[Source excerpt]
★ ★ ★ ★ ★ ★ ★
Its a shame as Trax is slowly turning into the same kinda scene. I have moved more towards the proper enthusiast shows now, much better atmosphere and not full of chavs, just people who appreciate the car for what it is and not asking you to rev your engine! :lol:


----------



## minimadgriff (Jul 8, 2007)

OCDDetailer said:


> *Its a shame as Trax is slowly turning into the same kinda scene.* I have moved more towards the proper enthusiast shows now, much better atmosphere and not full of chavs, just people who appreciate the car for what it is and not asking you to rev your engine! :lol:


Turning into??? Way past that! I last went back in 2003 and it was full of chavvd up crap wagons!

Hope they get the Impreza back, the problem with racing cars is they don't have any security, if you can work out how to start them, then your away.

More than likely joy riders, as proffesional car theives wouldn't usually drive a car like that in the open on the M25, far too risky!

Security at car shows is shocking! You only have to look at how many cars get stolen/stripped at car shows held at Donnington Park!

I don't use face book but looked at that link to Japspeeds page, all the losers should stop posting crap and making stuff up. Utter idiots and no better than the people who have stolen it!


----------



## OCDDetailer (May 17, 2011)

minimadgriff said:


> Turning into??? Way past that! I last went back in 2003 and it was full of chavvd up crap wagons!
> 
> Hope they get the Impreza back, the problem with racing cars is they don't have any security, if you can work out how to start them, then your away.
> 
> ...


lol true!! If I attend Trax this year, I will attend without my car just to have a nose around. Really not the kinda of place I want my car tbh.

That's true, it probably is just a bunch of joy riders who have stolen it then. If thats the case, there is more chance it will be found in one peice (if its not crashed before hand) as they wouldn't have a clue where to start on stripping it :lol:


----------



## nick_mcuk (Jan 4, 2008)

minimadgriff said:


> Turning into??? Way past that! I last went back in 2003 and it was full of chavvd up crap wagons!


+1 to that


----------



## minimadgriff (Jul 8, 2007)

OCDDetailer said:


> lol true!! If I attend Trax this year, I will attend without my car just to have a nose around. Really not the kinda of place I want my car tbh.
> 
> That's true, it probably is just a bunch of joy riders who have stolen it then. If thats the case,* there is more chance it will be found in one peice *(if its not crashed before hand) as they wouldn't have a clue where to start on stripping it :lol:


Unfortunately it will probably have their prints all over it and I don't even like to say what could happen next. Just hope someone spots it before it is too late.


----------



## nick_mcuk (Jan 4, 2008)

If that was on the M25 then its long gone....probably into a container then over the sea into mainland europe...I very much doubt this was a chav taking it....seems like a pro job taken to order.

The other thing about it is if its not road legal then it might not even have VIN numbers so a change of paint and its going to me be next to impossible to find.


----------



## OCDDetailer (May 17, 2011)
★ ★ ★ ★ ★ ★ ★
[Available data]
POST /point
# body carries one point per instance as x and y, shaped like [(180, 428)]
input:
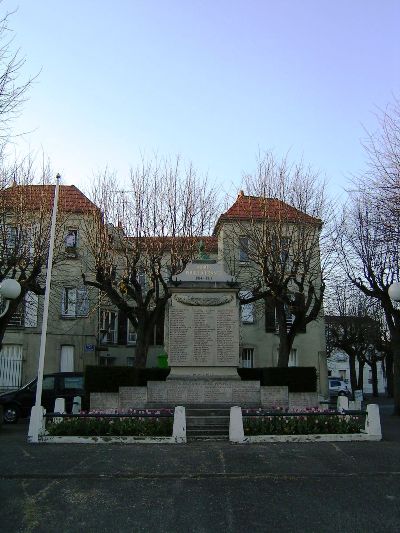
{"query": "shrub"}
★ ★ ★ ★ ★ ★ ★
[Given request 1] Print everything in the car-show thread from "Unfortunately it will" down to "is too late.".
[Given request 2] In the car-show thread, why does minimadgriff think joy riders, not professional thieves, took the Impreza?
The material placed after the car-show thread is separate from it.

[Task response 1]
Unfortunately it will probably have their prints all over it and I don't even like to say what could happen next. Just hope someone spots it before it is too late.

[Task response 2] Professional car thieves wouldn't usually drive a car like that out in the open on the M25, because that would be far too risky.